== Brief ==
Rewrite all the records below, changing every "photograph" to "image" and keeping everything else the same. Leave the pictures out of your answer.

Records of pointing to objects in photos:
● ● ●
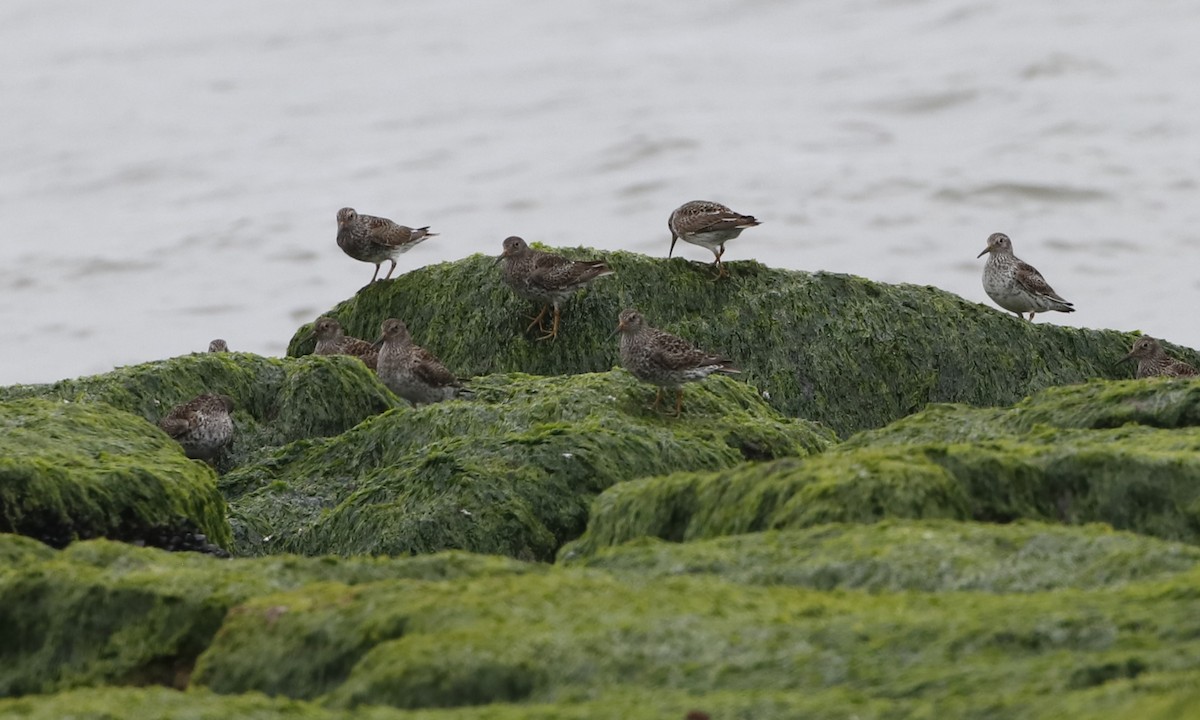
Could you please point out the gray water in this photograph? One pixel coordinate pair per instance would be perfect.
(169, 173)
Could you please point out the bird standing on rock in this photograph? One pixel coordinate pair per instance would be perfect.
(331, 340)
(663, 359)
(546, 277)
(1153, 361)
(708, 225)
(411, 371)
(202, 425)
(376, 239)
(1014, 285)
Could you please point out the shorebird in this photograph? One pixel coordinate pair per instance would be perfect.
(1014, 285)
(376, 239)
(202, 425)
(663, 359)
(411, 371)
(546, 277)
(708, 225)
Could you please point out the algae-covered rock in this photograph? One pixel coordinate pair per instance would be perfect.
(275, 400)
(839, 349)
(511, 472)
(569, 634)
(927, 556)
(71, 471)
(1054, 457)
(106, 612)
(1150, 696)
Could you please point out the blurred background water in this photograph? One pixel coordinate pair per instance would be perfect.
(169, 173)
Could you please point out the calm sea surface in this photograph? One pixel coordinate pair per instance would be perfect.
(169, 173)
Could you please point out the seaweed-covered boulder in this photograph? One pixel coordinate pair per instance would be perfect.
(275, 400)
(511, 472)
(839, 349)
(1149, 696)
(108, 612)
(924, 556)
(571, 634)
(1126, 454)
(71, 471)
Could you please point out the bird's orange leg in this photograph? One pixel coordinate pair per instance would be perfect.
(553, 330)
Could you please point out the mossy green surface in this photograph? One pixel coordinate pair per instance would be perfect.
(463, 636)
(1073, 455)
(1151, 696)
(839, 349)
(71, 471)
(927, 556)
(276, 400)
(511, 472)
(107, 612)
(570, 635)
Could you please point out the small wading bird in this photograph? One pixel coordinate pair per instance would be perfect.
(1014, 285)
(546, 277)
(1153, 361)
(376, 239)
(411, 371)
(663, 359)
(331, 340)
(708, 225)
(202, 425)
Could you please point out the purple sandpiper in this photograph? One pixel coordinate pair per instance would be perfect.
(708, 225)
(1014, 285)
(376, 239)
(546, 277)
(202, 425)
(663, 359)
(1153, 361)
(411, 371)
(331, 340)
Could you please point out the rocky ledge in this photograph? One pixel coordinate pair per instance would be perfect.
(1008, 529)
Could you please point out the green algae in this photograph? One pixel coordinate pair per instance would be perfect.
● ● ●
== Result ==
Could you please point out the gray water in this image? One pixel coordinate pair per instance would be perfect.
(169, 173)
Could you please point out the bird standing on rock in this image? One pixel coordinate pair per instance would be perfect.
(331, 340)
(663, 359)
(546, 277)
(1153, 361)
(708, 225)
(411, 371)
(202, 425)
(376, 239)
(1014, 285)
Could you please point out the shorebird in this image? One pixel coordinate pair per instance would be perfect.
(1014, 285)
(376, 239)
(202, 425)
(663, 359)
(411, 371)
(546, 277)
(708, 225)
Could you please point out the algae-covered rock in this image? One pixel coordinate pair per instance would be perfect.
(275, 400)
(839, 349)
(511, 472)
(569, 634)
(927, 556)
(71, 471)
(1054, 457)
(106, 612)
(1150, 696)
Could you please point out the blurred background water in this image? One pixel coordinate pair per instance would be perfect.
(169, 173)
Could you please point out the calm sea surface in this image? One pixel coordinate pair per instance would be perfect.
(169, 173)
Could you please point out the seaweed-covered boulder in this image? One pixel coordinate pair per instance would be perfect.
(275, 400)
(511, 472)
(839, 349)
(1149, 696)
(108, 612)
(924, 556)
(571, 634)
(1126, 454)
(71, 471)
Could you please point out the bird's orange leg in this image? One pixel coordinate pair per instance would be perfect.
(553, 330)
Could you please point out the mossy green surface in this image? One pixel coordinate pair per instance would be perfect.
(463, 636)
(1073, 455)
(1151, 696)
(839, 349)
(71, 471)
(927, 556)
(276, 400)
(511, 472)
(107, 612)
(570, 635)
Could you please point out the small wading bird in this image? One pixel coordinate pair per instance would be perfect.
(1014, 285)
(546, 277)
(1153, 361)
(376, 239)
(411, 371)
(663, 359)
(331, 340)
(708, 225)
(202, 425)
Could you please point out the purple sandpiper in this image? One pixel coordinate pair per instance would be perfect.
(708, 225)
(1014, 285)
(376, 239)
(546, 277)
(202, 425)
(663, 359)
(1153, 361)
(411, 371)
(331, 340)
Could you please point out the rocky ledge in this image? One pixel coordinate pair per instance would be perfect.
(1008, 529)
Could you please point out the green algae in this image? One pixel coordinate pair per instance would be perfect.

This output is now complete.